RECORDS PROVIDED:
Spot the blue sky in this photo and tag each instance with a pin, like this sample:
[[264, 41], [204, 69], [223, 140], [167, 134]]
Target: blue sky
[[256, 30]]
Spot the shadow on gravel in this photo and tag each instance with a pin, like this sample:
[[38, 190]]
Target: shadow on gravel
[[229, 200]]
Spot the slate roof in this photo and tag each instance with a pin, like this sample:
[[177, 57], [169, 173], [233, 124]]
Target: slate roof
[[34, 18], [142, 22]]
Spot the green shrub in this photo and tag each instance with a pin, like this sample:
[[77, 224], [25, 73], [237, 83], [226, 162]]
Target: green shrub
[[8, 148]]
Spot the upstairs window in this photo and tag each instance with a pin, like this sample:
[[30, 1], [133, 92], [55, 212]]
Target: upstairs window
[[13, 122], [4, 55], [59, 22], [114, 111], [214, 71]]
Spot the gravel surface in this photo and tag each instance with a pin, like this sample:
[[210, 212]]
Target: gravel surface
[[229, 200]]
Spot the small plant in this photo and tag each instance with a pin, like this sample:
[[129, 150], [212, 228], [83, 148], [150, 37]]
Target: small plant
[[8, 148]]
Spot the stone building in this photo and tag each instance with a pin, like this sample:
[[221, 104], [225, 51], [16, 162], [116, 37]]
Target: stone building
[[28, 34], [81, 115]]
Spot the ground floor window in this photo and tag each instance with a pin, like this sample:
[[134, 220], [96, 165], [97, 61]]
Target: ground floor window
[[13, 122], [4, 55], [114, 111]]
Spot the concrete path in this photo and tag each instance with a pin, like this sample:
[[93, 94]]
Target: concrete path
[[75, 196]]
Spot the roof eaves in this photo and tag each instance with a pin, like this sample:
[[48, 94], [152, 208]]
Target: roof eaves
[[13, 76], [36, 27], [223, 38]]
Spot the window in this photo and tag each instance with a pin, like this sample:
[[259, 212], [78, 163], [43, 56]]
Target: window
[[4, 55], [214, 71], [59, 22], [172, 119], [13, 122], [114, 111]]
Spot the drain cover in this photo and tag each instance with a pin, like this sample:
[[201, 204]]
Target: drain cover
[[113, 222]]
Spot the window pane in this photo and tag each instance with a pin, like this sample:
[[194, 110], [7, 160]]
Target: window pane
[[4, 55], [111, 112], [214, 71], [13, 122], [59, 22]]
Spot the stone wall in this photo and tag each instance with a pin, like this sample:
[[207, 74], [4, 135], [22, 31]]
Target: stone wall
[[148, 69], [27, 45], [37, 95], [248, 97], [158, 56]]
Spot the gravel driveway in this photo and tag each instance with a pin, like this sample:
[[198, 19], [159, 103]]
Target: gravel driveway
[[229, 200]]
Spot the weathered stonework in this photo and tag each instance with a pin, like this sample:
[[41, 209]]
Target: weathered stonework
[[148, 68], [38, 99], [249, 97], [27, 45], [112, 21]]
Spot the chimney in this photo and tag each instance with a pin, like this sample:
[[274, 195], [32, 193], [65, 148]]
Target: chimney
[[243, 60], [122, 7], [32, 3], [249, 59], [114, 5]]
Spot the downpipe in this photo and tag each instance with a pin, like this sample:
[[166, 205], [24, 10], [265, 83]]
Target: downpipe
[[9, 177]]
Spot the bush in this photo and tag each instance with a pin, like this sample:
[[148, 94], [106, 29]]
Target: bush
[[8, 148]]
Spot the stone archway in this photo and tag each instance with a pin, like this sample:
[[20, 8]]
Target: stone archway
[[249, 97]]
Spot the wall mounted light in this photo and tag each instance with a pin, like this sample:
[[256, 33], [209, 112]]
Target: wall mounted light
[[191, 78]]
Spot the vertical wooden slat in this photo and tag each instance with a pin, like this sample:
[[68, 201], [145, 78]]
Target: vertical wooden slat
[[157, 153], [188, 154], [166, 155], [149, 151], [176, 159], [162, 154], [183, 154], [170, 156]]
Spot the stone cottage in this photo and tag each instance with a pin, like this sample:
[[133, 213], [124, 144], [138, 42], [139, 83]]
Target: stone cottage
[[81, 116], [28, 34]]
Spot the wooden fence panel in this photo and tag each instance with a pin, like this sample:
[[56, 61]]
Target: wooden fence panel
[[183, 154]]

AIM: Rewrite the rows starting at the line containing "Spot the green" and ending at the line containing "[[113, 222]]", requests included, and increase every answer point coordinate by 54. Leave the requests and their sample point lists unchanged.

EXERCISE RESULT:
Spot the green shrub in this photo and tag each instance with a pin, like this sample:
[[77, 224], [25, 73], [237, 83], [226, 162]]
Target: green shrub
[[62, 202]]
Spot the upstairs window in this photo and tag each instance with a pin, like this sample:
[[30, 1], [133, 92], [55, 212]]
Target: upstairs window
[[67, 176], [58, 109], [113, 76], [168, 165], [268, 125]]
Spot the gravel surface in this photo and tag each instance with a pin, like this sample:
[[210, 212]]
Target: gravel surface
[[283, 254]]
Spot the small plant in this photo and tag each instance with a pin, like this sample:
[[129, 150], [212, 228], [83, 148], [150, 37]]
Target: small plant
[[62, 202]]
Spot the stone building in this photo and tag each instance with a pin, like this sample:
[[221, 104], [225, 51], [16, 162], [116, 37]]
Target: stone building
[[82, 88], [135, 169]]
Spot the ground floor window in this photo and tag each instance with a pin, like this sample:
[[134, 220], [96, 165], [97, 61]]
Target: ground floor window
[[67, 176], [58, 109], [168, 165]]
Spot the concrete path in this photo and tag each instance with a pin, like this sample:
[[93, 94]]
Target: concrete path
[[129, 250]]
Spot the roof eaves in this photo and tag each instance with a pin, like this sample:
[[48, 94], [152, 208]]
Target: roof eaves
[[67, 130], [90, 81], [277, 92]]
Spot the window in this photo and tag each instance with a pin, like this sample:
[[259, 212], [78, 163], [43, 56]]
Target: window
[[58, 109], [268, 125], [113, 76], [226, 173], [67, 176], [168, 165]]
Spot the drain cover in this photo and tag each instance with a pin, like this sample:
[[201, 204]]
Target: drain cover
[[167, 276]]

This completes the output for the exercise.